Material shown:
<<<<
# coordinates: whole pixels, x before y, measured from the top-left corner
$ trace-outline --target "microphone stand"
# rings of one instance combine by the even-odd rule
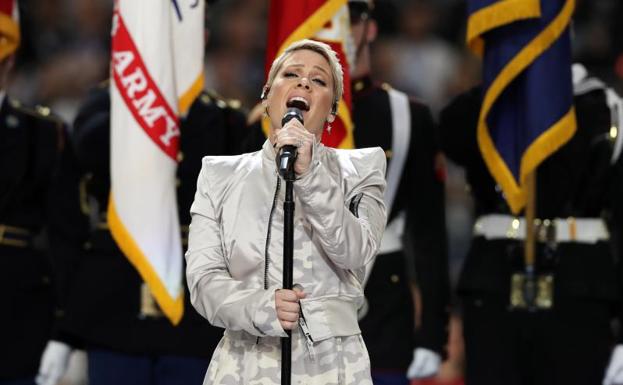
[[[281,127],[292,119],[303,124],[303,113],[296,107],[288,108],[281,119]],[[286,181],[286,199],[283,202],[283,288],[292,290],[292,259],[294,253],[294,162],[297,149],[293,145],[283,146],[277,158],[277,169]],[[286,330],[287,337],[281,338],[281,385],[292,382],[292,330]]]
[[[292,290],[294,252],[294,162],[283,172],[286,181],[286,198],[283,202],[283,288]],[[281,338],[281,385],[292,381],[292,330],[286,330],[287,337]]]

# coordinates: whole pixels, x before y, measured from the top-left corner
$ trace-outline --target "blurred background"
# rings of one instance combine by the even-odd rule
[[[377,0],[380,37],[373,77],[428,103],[437,113],[479,82],[480,62],[465,46],[464,0]],[[23,33],[9,93],[73,121],[87,91],[108,78],[112,0],[21,0]],[[218,0],[208,7],[206,87],[250,110],[264,81],[268,0]],[[623,93],[623,1],[578,0],[576,61]],[[471,235],[462,171],[448,165],[447,225],[455,281]]]
[[[209,5],[206,87],[239,100],[246,111],[259,101],[264,82],[268,3]],[[435,114],[479,83],[480,62],[465,45],[466,1],[375,3],[380,36],[373,44],[374,78],[421,99]],[[8,92],[72,122],[88,90],[108,78],[113,0],[20,0],[19,7],[23,40]],[[623,1],[577,0],[572,32],[574,60],[623,93]],[[455,283],[473,216],[463,171],[451,163],[446,190]],[[460,342],[450,345],[460,349]]]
>>>>
What is needed: The response is the full listing, copied exactly, with the pictures omitted.

Answer to the exercise:
# coordinates: whole pixels, x before y, measured from the top-left corner
$ trace-outline --target "microphone stand"
# rings of one instance combine by the even-odd rule
[[[281,127],[292,119],[303,124],[303,113],[296,107],[288,108],[281,119]],[[286,181],[286,199],[283,202],[283,288],[292,290],[292,259],[294,253],[294,162],[297,149],[293,145],[283,146],[277,158],[277,169]],[[286,330],[287,337],[281,338],[281,385],[292,382],[292,330]]]
[[[292,290],[294,252],[294,162],[283,172],[286,181],[286,198],[283,202],[283,288]],[[281,338],[281,385],[292,381],[292,330],[286,330],[287,337]]]

# coordinates: whole pixels, x before y, measured from the top-left corner
$ trace-outline --target "blurred background"
# rings of one instance combine by the even-odd rule
[[[377,0],[380,37],[373,77],[428,103],[437,113],[479,82],[480,62],[465,46],[464,0]],[[23,33],[9,93],[73,121],[87,91],[108,78],[112,0],[21,0]],[[218,0],[208,7],[206,87],[250,110],[264,81],[268,0]],[[623,93],[623,1],[578,0],[576,61]],[[471,235],[462,171],[448,165],[447,225],[455,281]]]
[[[209,5],[206,87],[239,100],[246,111],[259,101],[264,82],[268,3]],[[435,114],[479,83],[480,62],[465,45],[466,1],[375,3],[380,36],[373,44],[374,78],[421,99]],[[8,92],[72,122],[88,90],[108,78],[113,0],[20,0],[19,7],[23,40]],[[623,1],[577,0],[572,32],[574,60],[623,93]],[[455,283],[473,216],[463,171],[451,163],[446,190]],[[460,342],[450,345],[460,349]]]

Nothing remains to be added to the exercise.